Referring expression pointing data:
____________

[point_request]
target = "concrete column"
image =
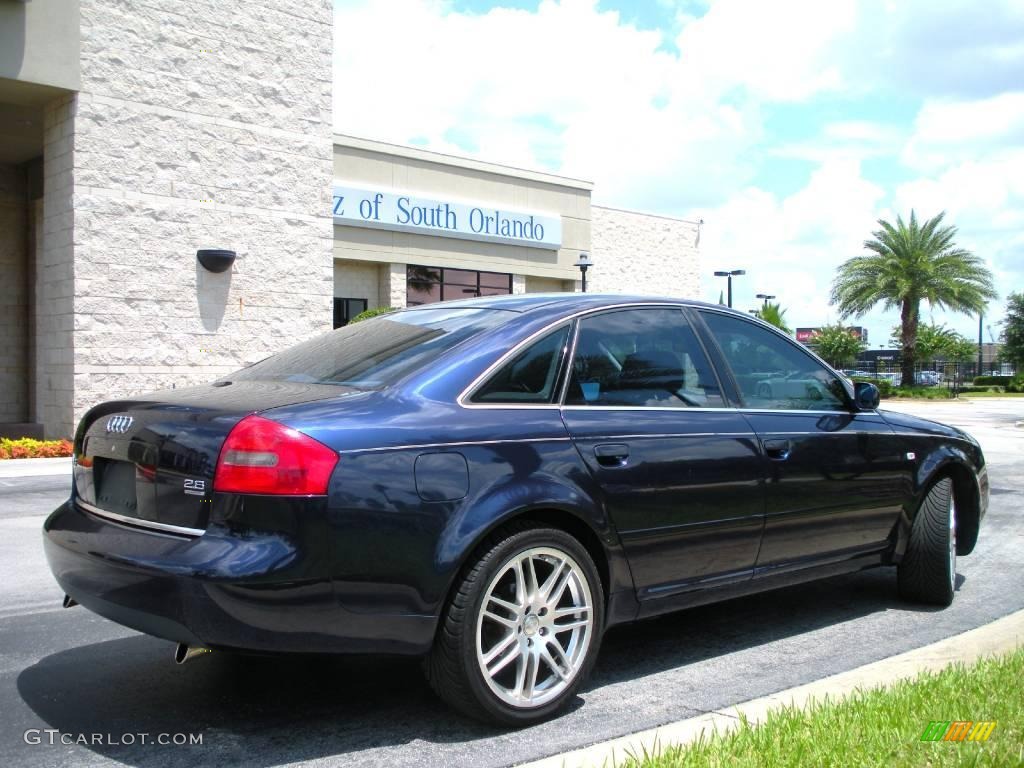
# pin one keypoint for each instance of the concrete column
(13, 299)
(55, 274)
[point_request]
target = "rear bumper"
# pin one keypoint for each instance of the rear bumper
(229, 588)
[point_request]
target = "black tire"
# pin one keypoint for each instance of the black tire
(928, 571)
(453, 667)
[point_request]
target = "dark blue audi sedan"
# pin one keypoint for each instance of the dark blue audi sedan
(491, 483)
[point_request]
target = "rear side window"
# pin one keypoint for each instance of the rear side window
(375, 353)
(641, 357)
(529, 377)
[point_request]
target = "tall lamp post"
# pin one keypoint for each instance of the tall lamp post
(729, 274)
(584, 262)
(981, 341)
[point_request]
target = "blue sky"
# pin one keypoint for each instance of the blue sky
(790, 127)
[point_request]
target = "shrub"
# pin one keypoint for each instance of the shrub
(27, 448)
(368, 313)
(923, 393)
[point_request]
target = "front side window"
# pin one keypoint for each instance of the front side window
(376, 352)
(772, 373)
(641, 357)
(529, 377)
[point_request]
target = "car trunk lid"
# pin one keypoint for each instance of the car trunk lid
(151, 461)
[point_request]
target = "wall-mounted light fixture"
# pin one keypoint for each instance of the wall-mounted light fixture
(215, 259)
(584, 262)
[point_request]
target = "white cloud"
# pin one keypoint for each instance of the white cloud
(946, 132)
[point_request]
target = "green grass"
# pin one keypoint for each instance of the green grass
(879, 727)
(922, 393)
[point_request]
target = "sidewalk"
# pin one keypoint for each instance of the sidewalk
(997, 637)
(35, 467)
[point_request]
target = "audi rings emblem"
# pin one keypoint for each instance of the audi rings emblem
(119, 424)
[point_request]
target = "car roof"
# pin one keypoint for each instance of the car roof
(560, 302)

____________

**PROBLEM STATEMENT**
Could you transcribe all of the data exactly, keeping every picture out of the copy?

**TASK OUTPUT**
[point_request]
target = "concrete column"
image =
# pin one keypoint for each instance of the concrete column
(13, 299)
(55, 274)
[point_request]
target = "rear bumper"
# pin one keypoint for each instance of the rear bumper
(229, 588)
[point_request]
target = "black tire"
# pin one keypoint for each instance of the black tire
(928, 571)
(453, 667)
[point_request]
target = "dark blue audi sedan"
# pin one keypoint for each instance of the dark blue audi sedan
(491, 483)
[point_request]
target = "rear side window"
# pin one keypoint for each instance of the rear side window
(375, 353)
(641, 357)
(529, 377)
[point_request]
target = "tall lamp post"
# pin one keypoint for each instance of the tall lamp post
(729, 274)
(584, 262)
(981, 341)
[point_request]
target = "blue sky"
# pin one keypoint for each instance of the blue sky
(790, 127)
[point_request]
target = "shrub"
# pin one keypoint for each instance of the shrub
(27, 448)
(368, 313)
(923, 393)
[point_request]
target = "front side window"
# pin one keypoint for each instance of the front side window
(376, 352)
(772, 373)
(641, 357)
(529, 377)
[point_request]
target = "car trunk lid"
# pin one keypoint for each instance of the car trunk lid
(151, 461)
[point_request]
target = "wall-mounted light fixture"
# pin one keypoint for each instance of the wall-mounted light fixture
(215, 259)
(584, 262)
[point_request]
target = "white cloud"
# pin one keypoint for each instance of the white cloud
(946, 132)
[point_request]
target = "green grass"
# pin one keypoint for each instance of the green grass
(879, 727)
(922, 393)
[point_request]
target = "sidewalk"
# pin one keypoint for each instance of the sidewalk
(997, 637)
(35, 467)
[point_request]
target = "audi rings emblem"
# pin one keypoint for each instance of the audi rings emblem
(119, 424)
[point_request]
target = "car roof"
# pin one keypoint for each instance of the car roof
(560, 302)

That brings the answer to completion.